● **WORK TO BE COMPLETED**
What do the lines say from the one containing "Target: rocky slope" to the end of the records? Restate them word for word, and only those.

Excerpt from a dataset
+ + + +

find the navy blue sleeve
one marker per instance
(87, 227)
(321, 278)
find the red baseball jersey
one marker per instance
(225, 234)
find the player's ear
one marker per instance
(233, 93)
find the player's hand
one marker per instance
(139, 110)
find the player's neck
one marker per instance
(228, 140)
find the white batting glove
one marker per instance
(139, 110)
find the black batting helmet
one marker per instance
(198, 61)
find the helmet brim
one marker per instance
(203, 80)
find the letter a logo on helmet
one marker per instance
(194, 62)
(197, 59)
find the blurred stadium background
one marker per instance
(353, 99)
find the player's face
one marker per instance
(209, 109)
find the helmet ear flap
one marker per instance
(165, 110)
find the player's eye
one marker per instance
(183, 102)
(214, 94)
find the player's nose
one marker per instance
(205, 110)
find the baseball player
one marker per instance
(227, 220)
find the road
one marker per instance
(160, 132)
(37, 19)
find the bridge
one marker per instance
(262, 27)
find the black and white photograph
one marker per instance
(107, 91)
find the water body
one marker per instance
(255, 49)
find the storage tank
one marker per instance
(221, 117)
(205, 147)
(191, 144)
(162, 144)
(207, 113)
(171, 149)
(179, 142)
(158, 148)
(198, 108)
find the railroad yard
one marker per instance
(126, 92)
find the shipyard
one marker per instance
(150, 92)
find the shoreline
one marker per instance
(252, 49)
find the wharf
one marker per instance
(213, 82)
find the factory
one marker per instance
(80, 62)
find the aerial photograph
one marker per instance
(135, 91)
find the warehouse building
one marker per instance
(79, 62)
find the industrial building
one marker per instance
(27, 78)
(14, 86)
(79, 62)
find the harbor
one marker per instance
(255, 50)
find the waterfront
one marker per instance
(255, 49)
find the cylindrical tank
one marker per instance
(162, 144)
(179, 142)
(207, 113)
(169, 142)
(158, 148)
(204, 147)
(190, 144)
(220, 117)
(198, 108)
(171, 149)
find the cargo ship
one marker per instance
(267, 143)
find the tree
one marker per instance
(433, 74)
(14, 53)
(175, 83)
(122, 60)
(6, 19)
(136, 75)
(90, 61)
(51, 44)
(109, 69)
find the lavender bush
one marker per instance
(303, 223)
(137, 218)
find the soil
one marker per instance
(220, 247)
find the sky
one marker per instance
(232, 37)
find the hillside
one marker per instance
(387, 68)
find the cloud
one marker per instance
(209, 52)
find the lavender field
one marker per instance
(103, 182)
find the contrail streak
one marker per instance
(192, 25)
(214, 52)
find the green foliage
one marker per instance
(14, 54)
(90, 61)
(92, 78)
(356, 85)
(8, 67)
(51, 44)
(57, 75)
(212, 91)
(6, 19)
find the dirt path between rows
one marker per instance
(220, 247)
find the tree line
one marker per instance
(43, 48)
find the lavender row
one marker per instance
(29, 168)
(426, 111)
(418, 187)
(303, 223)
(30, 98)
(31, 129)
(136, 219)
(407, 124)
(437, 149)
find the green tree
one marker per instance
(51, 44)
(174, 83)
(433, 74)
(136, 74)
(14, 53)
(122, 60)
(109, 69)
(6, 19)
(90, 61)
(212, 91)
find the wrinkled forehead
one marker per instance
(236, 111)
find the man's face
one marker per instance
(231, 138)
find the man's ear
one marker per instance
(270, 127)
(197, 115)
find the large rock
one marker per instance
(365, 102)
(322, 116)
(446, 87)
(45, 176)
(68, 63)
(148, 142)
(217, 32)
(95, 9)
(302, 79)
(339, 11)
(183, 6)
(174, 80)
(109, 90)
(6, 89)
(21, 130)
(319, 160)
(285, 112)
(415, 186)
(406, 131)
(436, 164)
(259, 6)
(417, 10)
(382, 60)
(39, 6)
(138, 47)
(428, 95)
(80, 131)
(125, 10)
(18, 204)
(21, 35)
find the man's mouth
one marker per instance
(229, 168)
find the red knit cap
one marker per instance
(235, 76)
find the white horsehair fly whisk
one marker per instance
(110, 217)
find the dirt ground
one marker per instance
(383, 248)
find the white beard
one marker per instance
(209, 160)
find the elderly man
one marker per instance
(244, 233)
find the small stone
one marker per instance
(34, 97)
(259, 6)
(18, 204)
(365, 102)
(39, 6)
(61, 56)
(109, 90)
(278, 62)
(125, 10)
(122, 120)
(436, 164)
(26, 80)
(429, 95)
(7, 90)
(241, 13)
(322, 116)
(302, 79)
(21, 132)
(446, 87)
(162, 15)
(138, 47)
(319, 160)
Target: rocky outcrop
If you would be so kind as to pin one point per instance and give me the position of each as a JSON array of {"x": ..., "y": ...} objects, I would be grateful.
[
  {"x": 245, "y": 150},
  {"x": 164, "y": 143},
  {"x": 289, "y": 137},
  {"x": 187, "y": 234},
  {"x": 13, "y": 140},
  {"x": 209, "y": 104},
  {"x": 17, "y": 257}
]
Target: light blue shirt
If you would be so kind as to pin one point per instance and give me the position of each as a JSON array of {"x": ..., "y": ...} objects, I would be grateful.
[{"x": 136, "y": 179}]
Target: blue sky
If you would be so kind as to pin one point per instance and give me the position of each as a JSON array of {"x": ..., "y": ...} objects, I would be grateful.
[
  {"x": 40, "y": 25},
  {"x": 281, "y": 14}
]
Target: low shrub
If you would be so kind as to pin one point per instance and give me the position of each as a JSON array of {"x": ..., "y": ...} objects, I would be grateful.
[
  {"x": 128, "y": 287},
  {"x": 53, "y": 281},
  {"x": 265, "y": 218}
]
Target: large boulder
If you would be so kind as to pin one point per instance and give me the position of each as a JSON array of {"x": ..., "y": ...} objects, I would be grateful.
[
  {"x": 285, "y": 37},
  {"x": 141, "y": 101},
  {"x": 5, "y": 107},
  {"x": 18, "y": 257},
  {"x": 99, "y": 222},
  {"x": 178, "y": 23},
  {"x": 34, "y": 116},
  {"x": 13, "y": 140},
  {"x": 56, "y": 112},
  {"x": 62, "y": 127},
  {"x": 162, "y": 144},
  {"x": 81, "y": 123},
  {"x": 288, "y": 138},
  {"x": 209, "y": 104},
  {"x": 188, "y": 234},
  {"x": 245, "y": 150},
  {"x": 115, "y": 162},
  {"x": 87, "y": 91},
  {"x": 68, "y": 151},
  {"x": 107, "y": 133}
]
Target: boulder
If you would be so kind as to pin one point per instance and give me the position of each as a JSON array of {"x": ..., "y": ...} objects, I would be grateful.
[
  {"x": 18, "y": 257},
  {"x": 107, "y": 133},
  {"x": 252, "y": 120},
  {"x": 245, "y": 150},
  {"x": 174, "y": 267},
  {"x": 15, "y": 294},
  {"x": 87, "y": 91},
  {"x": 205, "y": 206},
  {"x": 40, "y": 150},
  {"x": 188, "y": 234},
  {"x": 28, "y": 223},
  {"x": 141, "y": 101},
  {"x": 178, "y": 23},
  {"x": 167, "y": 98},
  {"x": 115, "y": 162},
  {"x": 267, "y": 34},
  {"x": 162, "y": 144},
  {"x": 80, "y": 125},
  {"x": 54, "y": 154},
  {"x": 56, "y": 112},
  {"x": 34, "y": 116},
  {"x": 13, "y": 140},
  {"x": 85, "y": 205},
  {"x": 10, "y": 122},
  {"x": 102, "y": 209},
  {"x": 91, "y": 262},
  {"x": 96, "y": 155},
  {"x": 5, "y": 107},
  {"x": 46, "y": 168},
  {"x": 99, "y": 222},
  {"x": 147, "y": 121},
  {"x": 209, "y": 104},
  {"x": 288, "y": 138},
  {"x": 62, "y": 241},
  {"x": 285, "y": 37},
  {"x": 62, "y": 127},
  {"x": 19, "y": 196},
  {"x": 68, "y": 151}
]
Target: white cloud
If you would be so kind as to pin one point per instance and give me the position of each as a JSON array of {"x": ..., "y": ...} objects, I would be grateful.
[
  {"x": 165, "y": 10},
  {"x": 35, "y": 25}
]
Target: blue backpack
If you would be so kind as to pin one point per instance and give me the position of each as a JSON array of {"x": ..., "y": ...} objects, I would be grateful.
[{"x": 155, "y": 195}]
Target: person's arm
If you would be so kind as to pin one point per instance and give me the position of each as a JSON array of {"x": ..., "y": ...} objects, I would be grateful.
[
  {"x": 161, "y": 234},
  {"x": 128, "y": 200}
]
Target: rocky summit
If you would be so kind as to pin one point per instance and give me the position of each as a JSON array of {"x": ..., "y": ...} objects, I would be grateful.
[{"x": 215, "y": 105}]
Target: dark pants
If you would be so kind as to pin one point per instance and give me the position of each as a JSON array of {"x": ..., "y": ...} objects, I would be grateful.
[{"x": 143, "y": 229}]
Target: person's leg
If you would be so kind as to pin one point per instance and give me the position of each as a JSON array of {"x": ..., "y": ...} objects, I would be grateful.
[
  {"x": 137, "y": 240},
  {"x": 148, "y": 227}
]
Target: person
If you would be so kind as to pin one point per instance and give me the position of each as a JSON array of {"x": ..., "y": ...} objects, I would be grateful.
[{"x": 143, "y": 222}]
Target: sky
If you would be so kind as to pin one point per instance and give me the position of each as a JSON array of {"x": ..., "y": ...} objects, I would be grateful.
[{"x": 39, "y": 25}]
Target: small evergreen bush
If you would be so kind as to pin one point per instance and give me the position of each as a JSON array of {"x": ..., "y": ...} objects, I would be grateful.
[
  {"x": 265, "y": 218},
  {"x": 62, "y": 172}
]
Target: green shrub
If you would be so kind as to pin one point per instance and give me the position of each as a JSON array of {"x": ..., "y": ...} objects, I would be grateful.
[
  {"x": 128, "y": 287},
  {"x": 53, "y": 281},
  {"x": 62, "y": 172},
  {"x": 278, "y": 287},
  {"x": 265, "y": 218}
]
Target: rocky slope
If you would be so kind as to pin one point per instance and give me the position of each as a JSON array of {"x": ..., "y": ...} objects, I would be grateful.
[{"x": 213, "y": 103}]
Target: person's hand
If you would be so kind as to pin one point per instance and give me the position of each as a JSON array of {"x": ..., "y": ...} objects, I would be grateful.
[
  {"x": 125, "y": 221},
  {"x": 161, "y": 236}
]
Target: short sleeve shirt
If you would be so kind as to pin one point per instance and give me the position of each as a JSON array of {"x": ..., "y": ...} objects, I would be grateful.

+ + + +

● **COMPLETE RESPONSE**
Target: rocky slope
If you would be so kind as to pin one point per instance and give me the position of each as a JSON array of {"x": ..., "y": ...} objects, I would be grateful.
[{"x": 213, "y": 103}]
Target: person's hand
If you would be so kind as to pin one point per instance and give me the position of each as a JSON array of {"x": ..., "y": ...} objects, I would be grateful.
[
  {"x": 125, "y": 221},
  {"x": 161, "y": 236}
]
Target: short sleeve shirt
If you would be so kind as to pin one point per instance and give me the position of each as a JSON array of {"x": ..., "y": ...} objects, I would be grateful.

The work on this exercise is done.